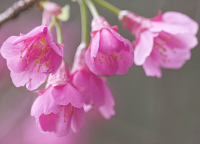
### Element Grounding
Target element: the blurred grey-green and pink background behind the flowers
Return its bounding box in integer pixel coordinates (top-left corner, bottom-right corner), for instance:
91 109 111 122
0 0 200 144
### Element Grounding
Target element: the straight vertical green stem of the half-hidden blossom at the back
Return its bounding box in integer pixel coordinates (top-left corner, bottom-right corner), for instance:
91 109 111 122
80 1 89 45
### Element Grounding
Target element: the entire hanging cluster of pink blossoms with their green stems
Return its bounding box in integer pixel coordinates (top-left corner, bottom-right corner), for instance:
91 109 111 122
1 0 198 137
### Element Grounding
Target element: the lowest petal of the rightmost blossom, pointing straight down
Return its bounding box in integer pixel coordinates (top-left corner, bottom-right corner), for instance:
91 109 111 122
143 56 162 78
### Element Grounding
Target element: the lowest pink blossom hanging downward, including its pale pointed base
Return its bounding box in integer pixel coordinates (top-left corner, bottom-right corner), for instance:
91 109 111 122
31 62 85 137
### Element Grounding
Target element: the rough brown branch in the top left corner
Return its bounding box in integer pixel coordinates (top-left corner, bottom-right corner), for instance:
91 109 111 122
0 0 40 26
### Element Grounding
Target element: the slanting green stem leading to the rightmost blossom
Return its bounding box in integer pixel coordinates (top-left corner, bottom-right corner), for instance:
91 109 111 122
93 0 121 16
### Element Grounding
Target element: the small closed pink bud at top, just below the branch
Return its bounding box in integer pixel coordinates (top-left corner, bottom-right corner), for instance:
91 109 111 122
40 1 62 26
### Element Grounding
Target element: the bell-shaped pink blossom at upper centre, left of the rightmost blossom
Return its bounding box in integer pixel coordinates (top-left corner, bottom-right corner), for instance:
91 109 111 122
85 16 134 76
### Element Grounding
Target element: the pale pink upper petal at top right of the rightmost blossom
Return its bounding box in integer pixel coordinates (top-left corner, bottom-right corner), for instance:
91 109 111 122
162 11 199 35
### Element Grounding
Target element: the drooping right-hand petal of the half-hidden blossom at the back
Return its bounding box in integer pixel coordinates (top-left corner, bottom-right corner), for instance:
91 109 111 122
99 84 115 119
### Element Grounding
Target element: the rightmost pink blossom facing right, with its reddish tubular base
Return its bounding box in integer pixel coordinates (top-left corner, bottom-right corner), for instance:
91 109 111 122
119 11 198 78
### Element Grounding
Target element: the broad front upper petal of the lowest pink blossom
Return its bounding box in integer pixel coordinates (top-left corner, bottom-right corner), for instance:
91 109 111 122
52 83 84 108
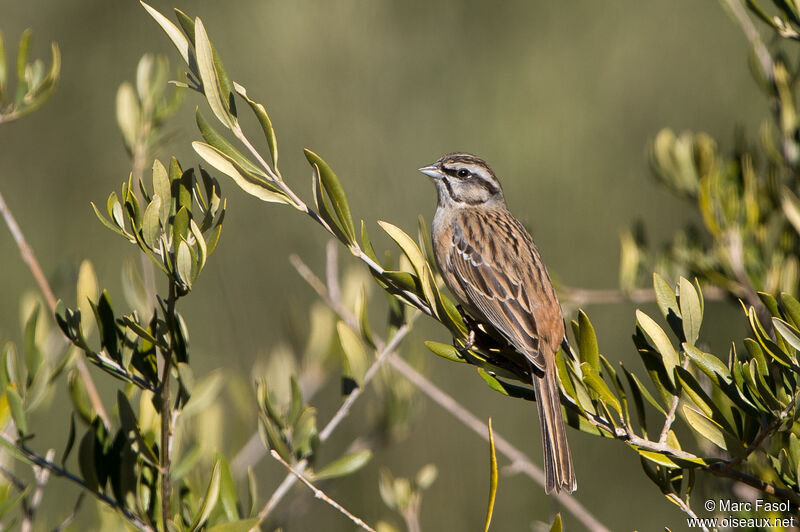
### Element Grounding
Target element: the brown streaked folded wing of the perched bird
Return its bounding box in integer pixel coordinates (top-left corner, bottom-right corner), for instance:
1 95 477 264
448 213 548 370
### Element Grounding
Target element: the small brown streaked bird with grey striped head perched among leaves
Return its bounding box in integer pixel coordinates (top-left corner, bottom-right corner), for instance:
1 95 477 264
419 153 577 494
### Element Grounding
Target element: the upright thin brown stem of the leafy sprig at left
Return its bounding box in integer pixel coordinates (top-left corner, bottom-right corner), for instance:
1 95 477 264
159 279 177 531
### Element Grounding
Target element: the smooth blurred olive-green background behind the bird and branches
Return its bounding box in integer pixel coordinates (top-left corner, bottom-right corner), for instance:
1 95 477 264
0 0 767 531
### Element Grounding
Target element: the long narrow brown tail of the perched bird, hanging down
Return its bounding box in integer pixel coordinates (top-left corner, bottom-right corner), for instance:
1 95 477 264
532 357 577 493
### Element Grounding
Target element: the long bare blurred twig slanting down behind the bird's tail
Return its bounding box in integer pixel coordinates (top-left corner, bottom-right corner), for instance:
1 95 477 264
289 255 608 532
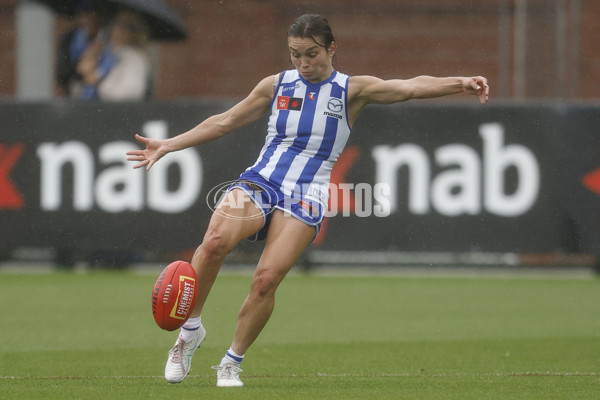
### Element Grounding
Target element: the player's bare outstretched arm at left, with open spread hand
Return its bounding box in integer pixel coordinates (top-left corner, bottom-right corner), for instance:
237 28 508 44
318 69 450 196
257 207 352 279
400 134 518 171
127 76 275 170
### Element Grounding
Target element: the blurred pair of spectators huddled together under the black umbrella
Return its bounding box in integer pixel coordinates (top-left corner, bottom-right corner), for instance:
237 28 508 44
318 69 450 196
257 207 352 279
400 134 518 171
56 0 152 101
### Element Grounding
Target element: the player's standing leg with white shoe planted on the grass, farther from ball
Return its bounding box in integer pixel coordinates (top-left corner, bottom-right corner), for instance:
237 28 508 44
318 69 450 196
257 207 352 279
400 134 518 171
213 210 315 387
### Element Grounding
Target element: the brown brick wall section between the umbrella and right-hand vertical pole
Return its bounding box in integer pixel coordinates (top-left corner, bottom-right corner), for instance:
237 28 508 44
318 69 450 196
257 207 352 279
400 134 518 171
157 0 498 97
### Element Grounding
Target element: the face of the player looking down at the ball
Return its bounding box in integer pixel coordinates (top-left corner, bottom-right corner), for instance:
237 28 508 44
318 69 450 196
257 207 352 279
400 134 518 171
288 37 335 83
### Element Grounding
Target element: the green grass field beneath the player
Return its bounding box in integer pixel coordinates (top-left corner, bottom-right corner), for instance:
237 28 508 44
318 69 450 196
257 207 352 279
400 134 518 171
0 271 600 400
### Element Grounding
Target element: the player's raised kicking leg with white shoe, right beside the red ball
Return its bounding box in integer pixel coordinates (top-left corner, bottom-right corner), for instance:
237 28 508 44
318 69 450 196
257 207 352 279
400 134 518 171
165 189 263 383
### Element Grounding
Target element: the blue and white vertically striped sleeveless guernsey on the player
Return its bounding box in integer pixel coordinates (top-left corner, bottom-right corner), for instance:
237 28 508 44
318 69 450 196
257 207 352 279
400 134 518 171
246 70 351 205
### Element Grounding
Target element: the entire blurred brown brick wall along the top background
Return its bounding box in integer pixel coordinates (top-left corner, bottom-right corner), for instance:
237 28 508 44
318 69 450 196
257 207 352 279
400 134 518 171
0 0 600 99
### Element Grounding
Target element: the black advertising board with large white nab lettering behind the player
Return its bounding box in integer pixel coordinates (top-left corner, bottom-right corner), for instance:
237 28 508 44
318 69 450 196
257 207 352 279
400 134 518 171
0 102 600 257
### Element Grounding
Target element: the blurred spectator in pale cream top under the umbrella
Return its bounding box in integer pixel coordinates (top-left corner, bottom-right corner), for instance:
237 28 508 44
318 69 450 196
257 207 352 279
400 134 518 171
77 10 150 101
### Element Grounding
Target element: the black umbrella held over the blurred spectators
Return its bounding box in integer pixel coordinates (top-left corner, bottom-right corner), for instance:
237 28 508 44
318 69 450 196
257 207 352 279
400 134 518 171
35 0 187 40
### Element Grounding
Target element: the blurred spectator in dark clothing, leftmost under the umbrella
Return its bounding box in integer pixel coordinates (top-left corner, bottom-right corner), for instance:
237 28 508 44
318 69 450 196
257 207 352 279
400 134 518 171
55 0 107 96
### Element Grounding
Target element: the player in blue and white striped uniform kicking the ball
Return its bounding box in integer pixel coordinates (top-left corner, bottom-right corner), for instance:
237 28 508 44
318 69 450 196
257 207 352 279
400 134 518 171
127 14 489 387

-------

What you have to do: No picture belongs in the answer, but every word of the records above does, exactly as given.

Your response:
### Element Grounding
Target element: the blurred grey-green and pink background behind the flowers
Return its bounding box in integer pixel coordinates (top-left corner, bottom-right corner), for instance:
91 109 111 122
0 0 200 144
### Element Grounding
Target element: the straight vertical green stem of the half-hidden blossom at the back
Return its bounding box in integer pixel coordinates (top-left corner, bottom-right corner), for instance:
91 109 111 122
80 1 89 45
### Element Grounding
Target element: the entire hanging cluster of pink blossoms with their green stems
Return its bounding box in integer pixel coordinates (top-left corner, bottom-right corner), for instance:
91 109 111 122
1 0 198 137
### Element Grounding
Target element: the lowest petal of the rightmost blossom, pointing straight down
Return its bounding box in integer pixel coordinates (top-left corner, bottom-right corner), for instance:
91 109 111 122
143 56 162 78
### Element Grounding
Target element: the lowest pink blossom hanging downward, including its pale pointed base
Return its bounding box in integer pixel coordinates (top-left corner, bottom-right corner), for instance:
91 109 111 122
31 62 85 137
### Element Grounding
Target element: the rough brown branch in the top left corner
Return its bounding box in integer pixel coordinates (top-left corner, bottom-right corner), for instance:
91 109 111 122
0 0 40 26
### Element Grounding
Target element: the slanting green stem leading to the rightmost blossom
Return its bounding box in integer pixel coordinates (top-left corner, bottom-right corner), for instance:
91 109 111 122
93 0 121 16
### Element Grounding
Target element: the small closed pink bud at top, just below the branch
Return its bounding box in integer pixel coordinates (top-left corner, bottom-right corner), for instance:
91 109 111 122
40 1 62 26
### Element Grounding
Target element: the bell-shaped pink blossom at upper centre, left of the rightmost blossom
Return its bounding box in integer pixel coordinates (top-left corner, bottom-right corner), for instance:
91 109 111 122
85 16 134 76
### Element Grounding
Target element: the pale pink upper petal at top right of the rightmost blossom
Return its bounding box in integer pixel coordinates (top-left corner, bottom-right corner), for instance:
91 109 111 122
162 11 199 35
### Element Grounding
Target element: the drooping right-hand petal of the half-hidden blossom at the back
Return its bounding box in integer pixel coordinates (top-left corner, bottom-right corner), for instance:
91 109 111 122
99 84 115 119
### Element Grounding
Target element: the rightmost pink blossom facing right, with its reddish tubular base
Return its bounding box in integer pixel coordinates (top-left corner, bottom-right corner), for instance:
91 109 111 122
119 11 198 78
### Element Grounding
Target element: the broad front upper petal of the lowest pink blossom
Return its bounding box in integer pixel coordinates (top-left corner, bottom-right corner), for instance:
91 109 111 122
52 83 84 108
### Element Grounding
Target element: the brown streaked folded wing of the perched bird
Return its bounding box in integer pixel coordinates (top-left corner, bottom-right corner), for instance:
1 95 477 264
448 213 548 370
### Element Grounding
Target element: the small brown streaked bird with grey striped head perched among leaves
Return its bounding box in integer pixel coordinates (top-left corner, bottom-right corner), for instance:
1 95 477 264
419 153 577 494
### Element Grounding
Target element: the upright thin brown stem of the leafy sprig at left
Return its bounding box in integer pixel coordinates (top-left corner, bottom-right corner), for instance:
1 95 477 264
159 279 177 531
### Element Grounding
Target element: the smooth blurred olive-green background behind the bird and branches
Return its bounding box in integer pixel coordinates (top-left corner, bottom-right corner), for instance:
1 95 477 264
0 0 767 531
### Element Grounding
Target element: the long narrow brown tail of the perched bird, hanging down
Return its bounding box in integer pixel coordinates (top-left corner, bottom-right corner), for instance:
1 95 477 264
532 357 577 493
### Element Grounding
Target element: the long bare blurred twig slanting down behind the bird's tail
Return its bounding box in integer pixel coordinates (top-left corner, bottom-right corner), for instance:
1 95 477 264
289 255 608 532
### Element Grounding
Target element: the player's bare outstretched arm at left, with open spread hand
Return its bounding box in integer pixel coordinates (top-left corner, bottom-right corner), for instance:
237 28 508 44
318 69 450 196
257 207 352 279
400 134 518 171
127 76 275 170
### Element Grounding
Target element: the blurred pair of spectators huddled together under the black umbrella
Return its bounding box in integer pixel coordinates (top-left corner, bottom-right corner), for instance:
237 28 508 44
318 69 450 196
257 207 352 279
400 134 518 171
56 0 152 101
### Element Grounding
Target element: the player's standing leg with white shoe planted on the grass, farther from ball
Return its bounding box in integer pixel coordinates (top-left corner, bottom-right corner), for instance:
237 28 508 44
318 69 450 196
257 207 352 279
400 134 518 171
213 210 315 387
### Element Grounding
Target element: the brown brick wall section between the umbrella and right-hand vertical pole
Return its bounding box in integer pixel coordinates (top-left corner, bottom-right corner), for instance:
237 28 508 44
318 69 450 196
257 207 352 279
400 134 518 171
157 0 498 97
### Element Grounding
Target element: the face of the player looking down at the ball
Return its bounding box in integer pixel coordinates (top-left corner, bottom-right corner), for instance:
237 28 508 44
318 69 450 196
257 207 352 279
400 134 518 171
288 37 335 83
### Element Grounding
Target element: the green grass field beneath the player
Return its bounding box in integer pixel coordinates (top-left corner, bottom-right corner), for instance:
237 28 508 44
318 69 450 196
257 207 352 279
400 134 518 171
0 271 600 400
### Element Grounding
Target element: the player's raised kicking leg with white shoe, right beside the red ball
Return its bounding box in integer pixel coordinates (top-left corner, bottom-right corner), for instance:
237 28 508 44
318 69 450 196
257 207 352 279
400 134 518 171
165 189 263 383
### Element Grounding
Target element: the blue and white vertically striped sleeveless guernsey on the player
Return its bounding box in integer pixel coordinates (top-left corner, bottom-right corner), for instance:
237 28 508 44
318 69 450 196
257 207 352 279
400 134 518 171
246 70 351 205
### Element Grounding
Target element: the entire blurred brown brick wall along the top background
Return its bounding box in integer pixel coordinates (top-left corner, bottom-right corner), for instance:
237 28 508 44
318 69 450 196
257 207 352 279
400 134 518 171
0 0 600 99
### Element Grounding
Target element: the black advertising board with large white nab lettering behind the player
Return its bounding box in integer pixel coordinates (top-left corner, bottom-right corner), for instance:
237 28 508 44
318 69 450 196
257 207 352 279
400 134 518 171
0 102 600 257
### Element Grounding
Target element: the blurred spectator in pale cream top under the umbrella
Return its bounding box in integer pixel coordinates (top-left corner, bottom-right corner), for instance:
237 28 508 44
318 69 450 196
257 207 352 279
400 134 518 171
77 10 150 101
### Element Grounding
Target element: the black umbrella held over the blurred spectators
Return its bounding box in integer pixel coordinates (top-left corner, bottom-right corner), for instance:
237 28 508 44
318 69 450 196
257 207 352 279
400 134 518 171
35 0 187 40
### Element Grounding
Target element: the blurred spectator in dark clothing, leftmost under the umbrella
Return its bounding box in integer pixel coordinates (top-left corner, bottom-right corner), for instance:
237 28 508 44
318 69 450 196
257 207 352 279
400 134 518 171
55 0 107 96
### Element Grounding
Target element: the player in blue and white striped uniform kicking the ball
Return its bounding box in integer pixel coordinates (top-left corner, bottom-right corner), for instance:
237 28 508 44
318 69 450 196
257 207 352 279
400 134 518 171
127 14 489 387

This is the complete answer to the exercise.